Which lines should be repeated? Exactly the one containing "Target: white bedspread" and every line after it through the end of the entries below.

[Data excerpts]

■ ■ ■ ■ ■ ■ ■

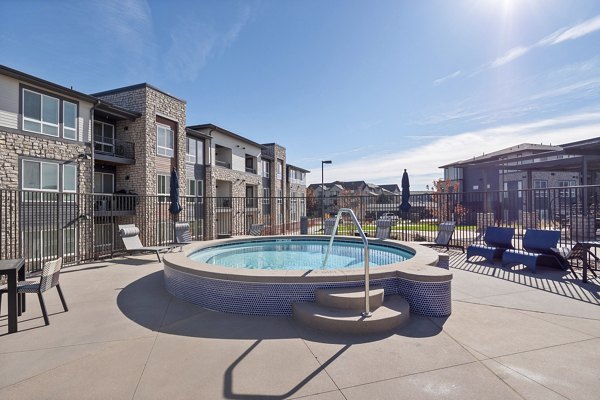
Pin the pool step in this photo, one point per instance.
(392, 313)
(349, 298)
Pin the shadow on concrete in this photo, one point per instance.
(228, 381)
(550, 280)
(147, 303)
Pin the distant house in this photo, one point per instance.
(527, 166)
(121, 146)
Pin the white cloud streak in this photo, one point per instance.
(423, 162)
(510, 56)
(443, 79)
(192, 44)
(559, 36)
(562, 35)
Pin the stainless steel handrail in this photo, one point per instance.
(367, 312)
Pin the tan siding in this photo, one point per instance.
(8, 119)
(163, 165)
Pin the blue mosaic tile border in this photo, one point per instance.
(425, 298)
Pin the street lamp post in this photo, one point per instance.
(323, 194)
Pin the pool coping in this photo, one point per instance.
(421, 267)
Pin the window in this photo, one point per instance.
(43, 176)
(540, 186)
(293, 207)
(191, 150)
(567, 192)
(69, 178)
(250, 164)
(163, 186)
(40, 113)
(104, 137)
(40, 176)
(194, 189)
(104, 183)
(266, 167)
(165, 142)
(250, 197)
(69, 120)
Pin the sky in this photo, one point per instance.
(374, 86)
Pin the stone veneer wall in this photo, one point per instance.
(278, 153)
(141, 177)
(15, 146)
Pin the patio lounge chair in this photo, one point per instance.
(497, 241)
(539, 248)
(445, 232)
(131, 239)
(183, 235)
(578, 252)
(329, 225)
(48, 280)
(383, 228)
(256, 229)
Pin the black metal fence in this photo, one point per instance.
(81, 227)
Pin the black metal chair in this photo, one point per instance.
(48, 280)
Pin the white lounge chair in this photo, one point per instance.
(131, 239)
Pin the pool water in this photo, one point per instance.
(288, 254)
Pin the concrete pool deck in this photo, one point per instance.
(511, 335)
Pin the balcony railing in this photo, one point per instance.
(223, 164)
(114, 147)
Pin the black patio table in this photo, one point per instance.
(12, 268)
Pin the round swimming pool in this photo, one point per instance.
(292, 254)
(199, 274)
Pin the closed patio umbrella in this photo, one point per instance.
(175, 207)
(405, 205)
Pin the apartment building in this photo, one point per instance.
(114, 152)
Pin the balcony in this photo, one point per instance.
(114, 151)
(112, 205)
(223, 164)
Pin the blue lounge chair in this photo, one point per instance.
(497, 241)
(539, 248)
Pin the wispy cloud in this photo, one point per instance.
(423, 162)
(443, 79)
(559, 36)
(562, 35)
(186, 58)
(510, 56)
(574, 32)
(122, 32)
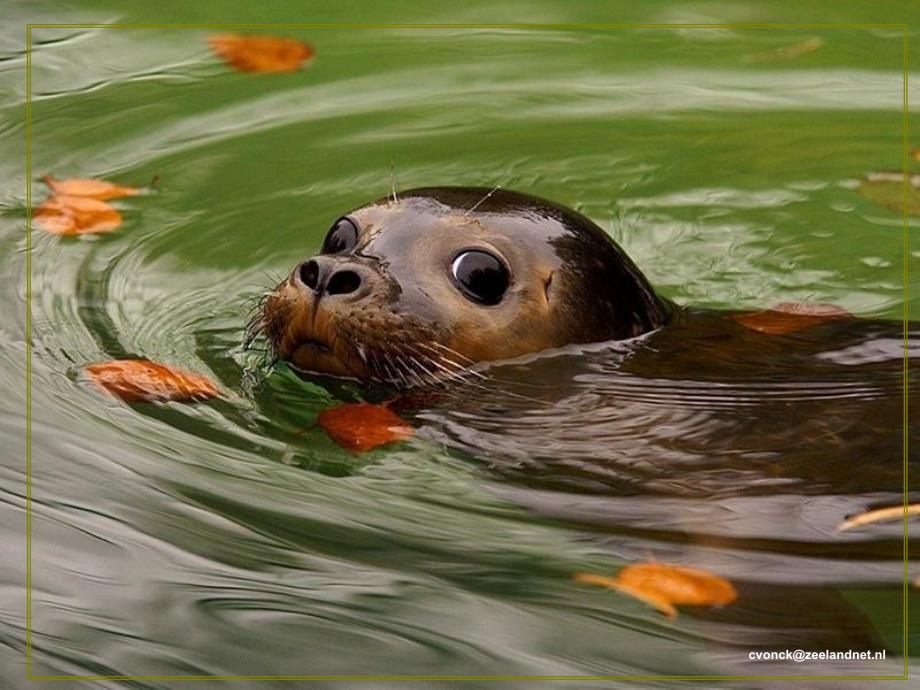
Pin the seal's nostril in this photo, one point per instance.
(309, 273)
(343, 282)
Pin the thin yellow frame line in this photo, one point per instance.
(906, 295)
(493, 677)
(339, 25)
(28, 133)
(906, 313)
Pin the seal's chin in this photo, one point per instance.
(315, 356)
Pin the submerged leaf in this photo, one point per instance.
(261, 53)
(789, 317)
(76, 215)
(94, 189)
(879, 515)
(140, 380)
(662, 586)
(887, 189)
(363, 426)
(789, 52)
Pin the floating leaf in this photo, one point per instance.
(887, 189)
(261, 53)
(789, 317)
(140, 380)
(76, 215)
(662, 586)
(94, 189)
(879, 515)
(362, 426)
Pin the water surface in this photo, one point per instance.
(223, 538)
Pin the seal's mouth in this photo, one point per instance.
(342, 340)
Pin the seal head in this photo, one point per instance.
(413, 289)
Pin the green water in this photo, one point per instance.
(220, 538)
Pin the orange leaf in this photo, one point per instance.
(76, 215)
(789, 317)
(94, 189)
(663, 586)
(140, 380)
(261, 53)
(362, 426)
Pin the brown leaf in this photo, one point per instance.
(76, 215)
(261, 53)
(140, 380)
(362, 426)
(809, 45)
(789, 317)
(663, 586)
(887, 189)
(879, 515)
(94, 189)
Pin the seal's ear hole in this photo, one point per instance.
(481, 276)
(342, 236)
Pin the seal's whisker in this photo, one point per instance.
(460, 367)
(458, 374)
(476, 205)
(393, 180)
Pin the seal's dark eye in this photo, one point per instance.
(341, 237)
(481, 276)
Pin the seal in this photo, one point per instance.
(414, 288)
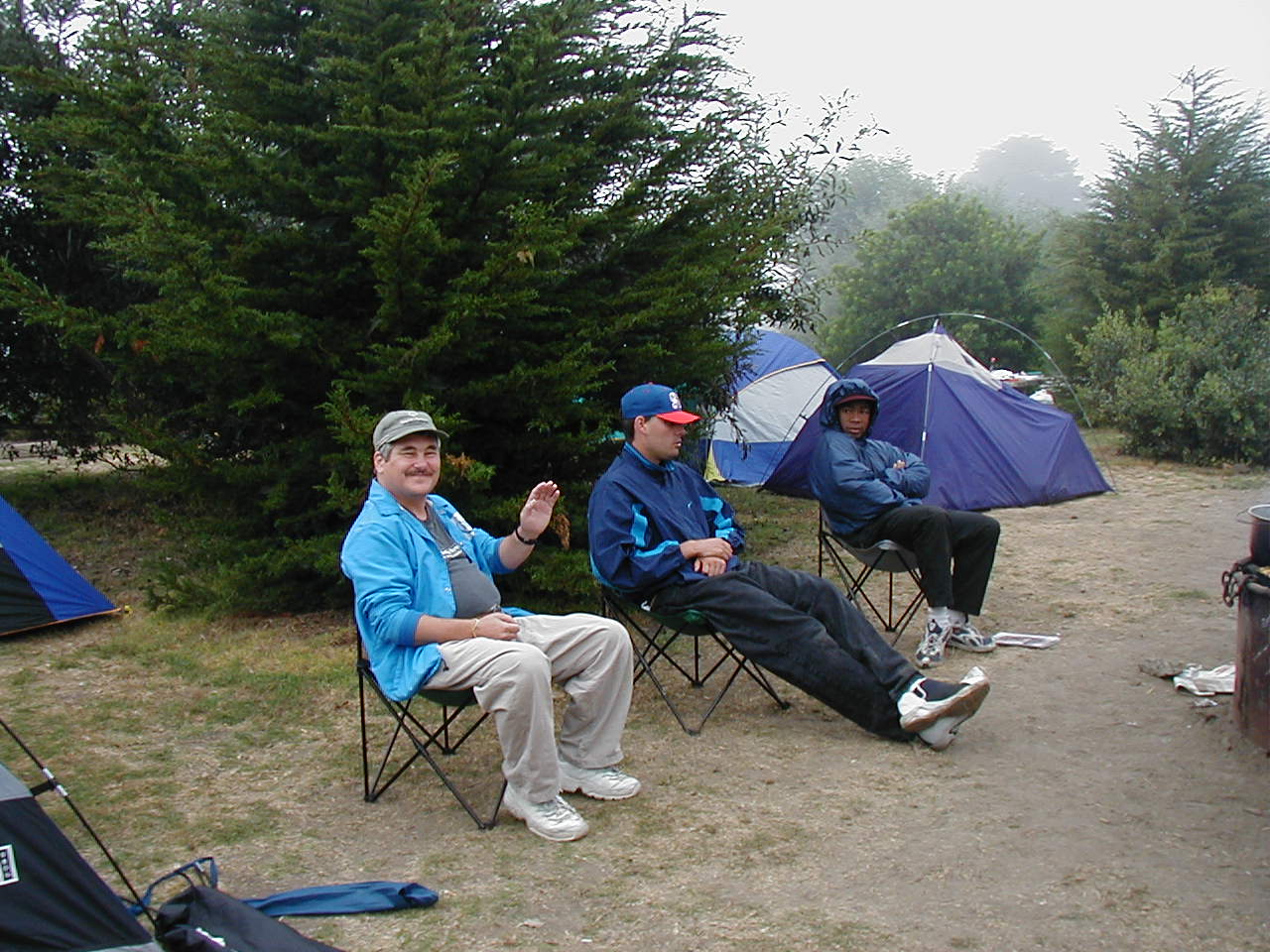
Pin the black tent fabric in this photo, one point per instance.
(51, 900)
(37, 585)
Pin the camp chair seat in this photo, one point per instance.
(884, 556)
(453, 717)
(653, 634)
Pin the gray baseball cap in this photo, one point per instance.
(403, 422)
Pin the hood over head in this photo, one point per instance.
(844, 391)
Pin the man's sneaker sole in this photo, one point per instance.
(961, 705)
(978, 648)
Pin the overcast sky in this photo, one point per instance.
(952, 79)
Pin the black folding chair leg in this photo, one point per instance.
(423, 740)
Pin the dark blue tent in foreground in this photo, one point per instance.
(37, 585)
(987, 444)
(51, 900)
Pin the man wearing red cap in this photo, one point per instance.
(662, 536)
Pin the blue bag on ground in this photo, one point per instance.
(373, 896)
(204, 919)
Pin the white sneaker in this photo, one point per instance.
(553, 819)
(598, 782)
(930, 649)
(919, 711)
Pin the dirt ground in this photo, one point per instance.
(1087, 806)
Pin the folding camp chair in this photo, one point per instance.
(653, 634)
(883, 556)
(444, 737)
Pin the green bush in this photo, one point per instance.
(1194, 389)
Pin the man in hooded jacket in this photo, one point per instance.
(873, 490)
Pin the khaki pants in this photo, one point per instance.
(589, 656)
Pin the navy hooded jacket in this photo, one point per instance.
(856, 480)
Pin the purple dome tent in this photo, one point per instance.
(987, 444)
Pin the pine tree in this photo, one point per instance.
(1191, 206)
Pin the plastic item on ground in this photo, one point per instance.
(1214, 680)
(1019, 639)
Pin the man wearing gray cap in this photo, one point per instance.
(431, 616)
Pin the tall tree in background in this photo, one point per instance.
(1191, 206)
(45, 384)
(1029, 178)
(943, 254)
(503, 212)
(860, 199)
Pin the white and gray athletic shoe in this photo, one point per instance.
(553, 819)
(598, 782)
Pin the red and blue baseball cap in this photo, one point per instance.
(656, 400)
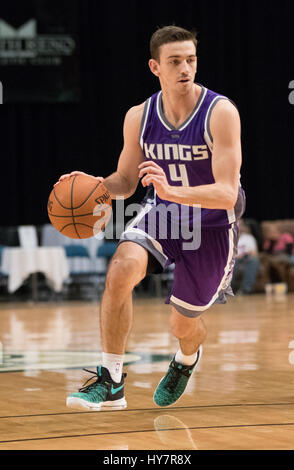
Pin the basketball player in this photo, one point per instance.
(184, 142)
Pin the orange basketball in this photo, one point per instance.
(79, 207)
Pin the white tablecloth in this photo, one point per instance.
(19, 263)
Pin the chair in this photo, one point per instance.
(51, 237)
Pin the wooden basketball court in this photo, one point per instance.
(241, 397)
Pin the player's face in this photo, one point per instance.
(177, 66)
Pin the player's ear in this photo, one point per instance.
(154, 67)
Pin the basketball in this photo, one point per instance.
(79, 207)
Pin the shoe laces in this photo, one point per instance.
(87, 388)
(173, 377)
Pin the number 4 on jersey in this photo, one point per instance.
(178, 173)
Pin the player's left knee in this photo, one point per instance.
(183, 327)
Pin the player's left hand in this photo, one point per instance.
(151, 173)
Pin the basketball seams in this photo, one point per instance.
(72, 209)
(76, 225)
(77, 207)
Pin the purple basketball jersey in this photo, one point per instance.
(185, 153)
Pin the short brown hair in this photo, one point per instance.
(169, 34)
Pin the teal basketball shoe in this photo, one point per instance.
(173, 384)
(102, 393)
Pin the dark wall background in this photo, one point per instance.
(246, 52)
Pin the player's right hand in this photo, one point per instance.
(76, 173)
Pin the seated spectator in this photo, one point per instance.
(247, 261)
(278, 248)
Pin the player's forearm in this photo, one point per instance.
(118, 185)
(209, 196)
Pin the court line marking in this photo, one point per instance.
(146, 430)
(177, 408)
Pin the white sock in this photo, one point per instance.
(114, 363)
(186, 360)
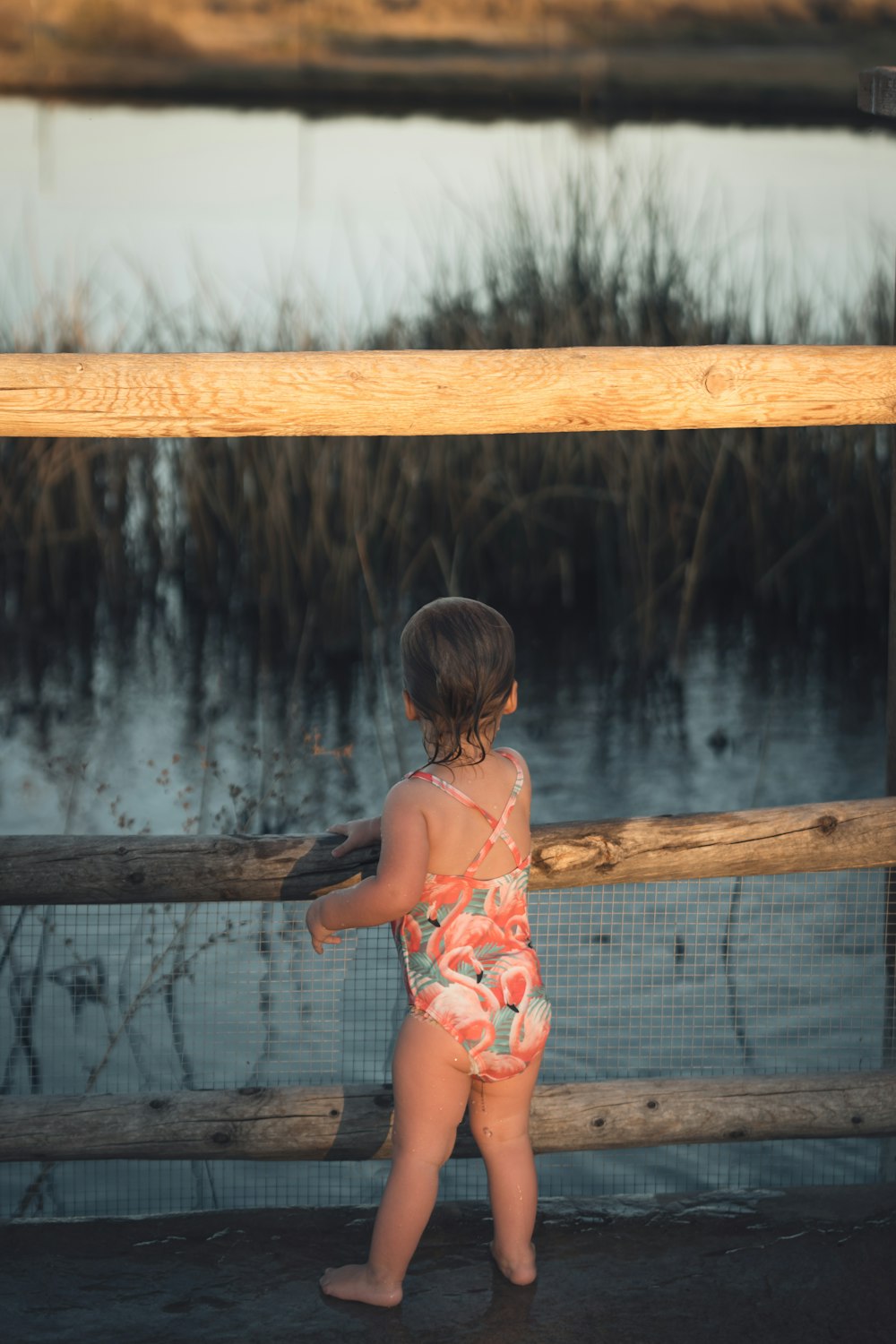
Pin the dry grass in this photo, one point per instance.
(311, 537)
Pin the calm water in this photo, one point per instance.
(177, 730)
(223, 211)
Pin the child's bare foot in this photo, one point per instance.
(359, 1284)
(519, 1269)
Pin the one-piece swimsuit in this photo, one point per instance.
(468, 957)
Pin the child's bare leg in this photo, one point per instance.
(500, 1124)
(432, 1081)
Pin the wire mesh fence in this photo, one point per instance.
(661, 980)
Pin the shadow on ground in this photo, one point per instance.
(735, 1266)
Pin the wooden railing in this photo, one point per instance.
(355, 1121)
(446, 392)
(429, 392)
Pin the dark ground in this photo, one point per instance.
(737, 1268)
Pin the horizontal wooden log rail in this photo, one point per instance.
(446, 392)
(877, 91)
(357, 1121)
(110, 870)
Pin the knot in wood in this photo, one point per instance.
(589, 851)
(718, 381)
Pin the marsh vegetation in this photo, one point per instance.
(306, 538)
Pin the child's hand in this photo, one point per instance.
(317, 929)
(359, 835)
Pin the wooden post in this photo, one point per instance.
(877, 96)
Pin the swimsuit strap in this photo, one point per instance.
(498, 828)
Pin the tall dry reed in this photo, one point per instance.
(308, 537)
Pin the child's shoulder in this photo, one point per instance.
(516, 758)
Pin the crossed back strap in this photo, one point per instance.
(498, 828)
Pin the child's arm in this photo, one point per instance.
(400, 875)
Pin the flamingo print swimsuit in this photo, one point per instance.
(468, 957)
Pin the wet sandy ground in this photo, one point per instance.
(804, 1265)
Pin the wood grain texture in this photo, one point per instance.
(355, 1123)
(110, 870)
(877, 91)
(421, 392)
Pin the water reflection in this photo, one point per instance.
(179, 726)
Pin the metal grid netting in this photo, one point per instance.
(702, 978)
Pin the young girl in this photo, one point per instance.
(452, 881)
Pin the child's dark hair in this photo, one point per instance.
(458, 660)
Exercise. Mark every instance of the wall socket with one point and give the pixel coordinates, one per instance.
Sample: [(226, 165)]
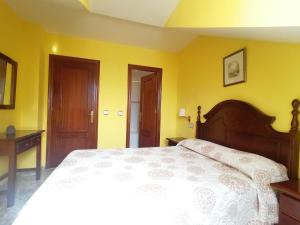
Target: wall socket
[(191, 125)]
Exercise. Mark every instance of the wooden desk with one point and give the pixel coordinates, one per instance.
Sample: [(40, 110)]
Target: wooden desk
[(11, 146)]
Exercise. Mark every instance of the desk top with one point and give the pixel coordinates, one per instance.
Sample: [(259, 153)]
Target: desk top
[(19, 135)]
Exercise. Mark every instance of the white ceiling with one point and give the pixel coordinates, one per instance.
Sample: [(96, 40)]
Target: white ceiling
[(276, 34), (70, 17), (151, 12)]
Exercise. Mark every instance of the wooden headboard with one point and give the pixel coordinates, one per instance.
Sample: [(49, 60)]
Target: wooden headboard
[(241, 126)]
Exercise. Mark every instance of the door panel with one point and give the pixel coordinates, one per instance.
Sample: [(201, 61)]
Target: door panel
[(73, 91), (149, 107)]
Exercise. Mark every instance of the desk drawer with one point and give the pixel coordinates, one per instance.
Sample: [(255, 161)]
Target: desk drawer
[(27, 144), (290, 206)]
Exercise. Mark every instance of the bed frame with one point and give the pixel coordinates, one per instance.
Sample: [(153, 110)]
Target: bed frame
[(239, 125)]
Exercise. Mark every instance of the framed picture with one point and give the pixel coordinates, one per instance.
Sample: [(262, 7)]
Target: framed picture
[(234, 68)]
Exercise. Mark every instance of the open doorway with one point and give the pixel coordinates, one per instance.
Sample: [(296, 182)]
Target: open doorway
[(143, 107)]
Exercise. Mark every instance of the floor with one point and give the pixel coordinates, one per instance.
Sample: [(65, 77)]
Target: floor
[(26, 186)]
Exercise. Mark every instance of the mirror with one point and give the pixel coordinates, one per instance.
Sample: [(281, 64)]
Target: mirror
[(8, 77)]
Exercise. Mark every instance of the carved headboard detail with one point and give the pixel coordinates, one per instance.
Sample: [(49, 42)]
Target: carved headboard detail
[(237, 124)]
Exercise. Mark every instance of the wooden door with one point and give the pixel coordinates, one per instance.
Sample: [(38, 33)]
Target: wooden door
[(73, 106), (149, 125)]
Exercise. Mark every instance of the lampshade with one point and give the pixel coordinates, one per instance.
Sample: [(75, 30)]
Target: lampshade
[(182, 112)]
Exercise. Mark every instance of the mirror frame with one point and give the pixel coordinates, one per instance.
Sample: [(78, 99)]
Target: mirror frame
[(14, 70)]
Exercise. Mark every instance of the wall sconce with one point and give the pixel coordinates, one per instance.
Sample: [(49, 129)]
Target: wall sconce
[(182, 114)]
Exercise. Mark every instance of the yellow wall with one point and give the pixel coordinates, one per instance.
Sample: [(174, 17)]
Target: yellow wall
[(235, 13), (21, 42), (114, 60), (273, 78), (30, 47)]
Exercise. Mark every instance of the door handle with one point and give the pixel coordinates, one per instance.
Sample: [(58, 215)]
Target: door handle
[(92, 116)]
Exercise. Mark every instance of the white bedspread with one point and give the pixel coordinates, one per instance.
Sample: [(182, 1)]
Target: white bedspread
[(150, 186)]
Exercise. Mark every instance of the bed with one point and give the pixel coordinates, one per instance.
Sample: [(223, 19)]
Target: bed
[(220, 177)]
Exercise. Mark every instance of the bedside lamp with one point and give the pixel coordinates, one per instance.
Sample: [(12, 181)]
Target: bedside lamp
[(182, 114)]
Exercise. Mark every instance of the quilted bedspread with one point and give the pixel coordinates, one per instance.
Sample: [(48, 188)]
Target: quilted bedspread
[(146, 186)]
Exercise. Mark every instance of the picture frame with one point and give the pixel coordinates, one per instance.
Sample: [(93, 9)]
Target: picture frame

■ ■ ■ ■ ■ ■ ■

* _Answer section_:
Target: white bedspread
[(150, 186)]
Exercise. Mark every instance of the bed with one point and give the pixel coordinates, one per instance.
Sample: [(223, 19)]
Target: bed
[(220, 177)]
Exercise. Mark every instance of the bedside lamp with one point and give the pixel coordinates, one per instance.
Sample: [(12, 181)]
Target: bedside lamp
[(182, 114)]
Exercise. Mark every instance of the quilted bedspread with one point and give the pixel coordinates, one per instance.
Sample: [(48, 188)]
Target: quilted bedspread
[(146, 186)]
Exercise. Mark every instance of the picture frame with one point and give the pixel coordinates, one per instance.
Sample: [(93, 9)]
Target: picture frame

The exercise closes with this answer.